— Start of Provided material —
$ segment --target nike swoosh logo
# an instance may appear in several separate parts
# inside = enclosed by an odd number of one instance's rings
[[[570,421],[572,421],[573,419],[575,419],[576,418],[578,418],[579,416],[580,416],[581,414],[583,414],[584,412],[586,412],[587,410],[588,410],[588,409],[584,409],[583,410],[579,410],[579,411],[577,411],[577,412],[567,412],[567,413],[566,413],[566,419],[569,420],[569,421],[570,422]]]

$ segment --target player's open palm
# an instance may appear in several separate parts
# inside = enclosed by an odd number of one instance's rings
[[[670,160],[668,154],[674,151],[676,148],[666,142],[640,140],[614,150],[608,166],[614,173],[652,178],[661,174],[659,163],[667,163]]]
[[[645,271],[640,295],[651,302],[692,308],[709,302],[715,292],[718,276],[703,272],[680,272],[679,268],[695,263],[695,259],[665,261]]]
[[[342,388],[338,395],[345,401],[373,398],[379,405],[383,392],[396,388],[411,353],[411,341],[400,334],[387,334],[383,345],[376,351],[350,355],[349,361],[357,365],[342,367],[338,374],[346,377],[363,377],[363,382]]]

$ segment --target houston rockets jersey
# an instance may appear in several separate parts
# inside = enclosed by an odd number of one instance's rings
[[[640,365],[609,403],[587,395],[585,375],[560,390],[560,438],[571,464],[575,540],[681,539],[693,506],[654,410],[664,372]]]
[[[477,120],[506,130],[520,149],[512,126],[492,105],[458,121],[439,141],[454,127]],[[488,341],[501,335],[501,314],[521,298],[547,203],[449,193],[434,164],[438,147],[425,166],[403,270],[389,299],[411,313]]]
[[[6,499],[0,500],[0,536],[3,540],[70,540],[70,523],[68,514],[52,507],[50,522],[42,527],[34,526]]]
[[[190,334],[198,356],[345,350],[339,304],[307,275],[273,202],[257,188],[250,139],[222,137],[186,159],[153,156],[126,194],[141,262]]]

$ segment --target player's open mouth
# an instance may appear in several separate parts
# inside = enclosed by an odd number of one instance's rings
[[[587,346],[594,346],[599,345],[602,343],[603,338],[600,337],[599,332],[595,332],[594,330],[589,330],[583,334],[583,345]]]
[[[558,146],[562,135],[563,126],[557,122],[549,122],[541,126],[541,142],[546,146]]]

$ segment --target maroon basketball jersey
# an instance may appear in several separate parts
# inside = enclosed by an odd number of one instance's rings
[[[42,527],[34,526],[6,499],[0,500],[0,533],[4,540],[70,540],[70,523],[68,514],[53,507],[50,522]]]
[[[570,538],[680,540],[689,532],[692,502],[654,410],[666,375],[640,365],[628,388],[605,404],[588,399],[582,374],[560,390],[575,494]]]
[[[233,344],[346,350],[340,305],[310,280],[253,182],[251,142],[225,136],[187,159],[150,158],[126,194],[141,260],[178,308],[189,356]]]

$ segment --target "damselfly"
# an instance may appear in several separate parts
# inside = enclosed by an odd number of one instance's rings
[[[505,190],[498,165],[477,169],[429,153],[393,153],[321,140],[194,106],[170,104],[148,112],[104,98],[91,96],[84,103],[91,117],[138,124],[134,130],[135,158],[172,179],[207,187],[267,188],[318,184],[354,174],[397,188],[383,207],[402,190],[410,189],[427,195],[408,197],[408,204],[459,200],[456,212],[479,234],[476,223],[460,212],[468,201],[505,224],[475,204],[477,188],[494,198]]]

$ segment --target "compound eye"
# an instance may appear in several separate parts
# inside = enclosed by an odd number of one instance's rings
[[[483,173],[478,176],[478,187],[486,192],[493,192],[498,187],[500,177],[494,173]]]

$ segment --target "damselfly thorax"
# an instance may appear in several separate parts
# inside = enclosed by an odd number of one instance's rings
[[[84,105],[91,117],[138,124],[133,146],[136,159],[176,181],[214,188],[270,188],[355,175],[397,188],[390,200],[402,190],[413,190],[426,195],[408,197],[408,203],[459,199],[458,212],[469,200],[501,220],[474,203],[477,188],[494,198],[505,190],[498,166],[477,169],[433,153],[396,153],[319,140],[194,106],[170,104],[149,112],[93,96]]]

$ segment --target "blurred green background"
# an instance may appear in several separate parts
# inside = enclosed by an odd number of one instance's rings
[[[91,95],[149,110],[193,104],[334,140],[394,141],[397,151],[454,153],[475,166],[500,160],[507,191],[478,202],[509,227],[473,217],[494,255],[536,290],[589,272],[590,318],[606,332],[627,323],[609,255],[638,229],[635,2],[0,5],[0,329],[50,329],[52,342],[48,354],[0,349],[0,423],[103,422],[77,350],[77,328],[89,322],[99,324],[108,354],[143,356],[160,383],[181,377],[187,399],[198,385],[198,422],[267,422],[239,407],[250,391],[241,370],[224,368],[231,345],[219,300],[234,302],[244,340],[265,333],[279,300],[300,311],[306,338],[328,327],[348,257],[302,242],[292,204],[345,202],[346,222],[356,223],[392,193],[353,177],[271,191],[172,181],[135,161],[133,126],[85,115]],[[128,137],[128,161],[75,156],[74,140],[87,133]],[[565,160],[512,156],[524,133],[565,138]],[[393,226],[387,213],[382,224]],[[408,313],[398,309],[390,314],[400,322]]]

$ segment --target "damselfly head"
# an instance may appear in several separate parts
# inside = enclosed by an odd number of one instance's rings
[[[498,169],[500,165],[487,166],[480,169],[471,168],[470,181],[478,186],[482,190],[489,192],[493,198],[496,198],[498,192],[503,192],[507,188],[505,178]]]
— End of Provided material —
> **Task instructions**
Report each line of the material that contains the string "open", copying every matching line in full. Treat uppercase and lowercase as different.

> **Output of the task**
$ segment --target player's open palm
$ segment --target player's open mouth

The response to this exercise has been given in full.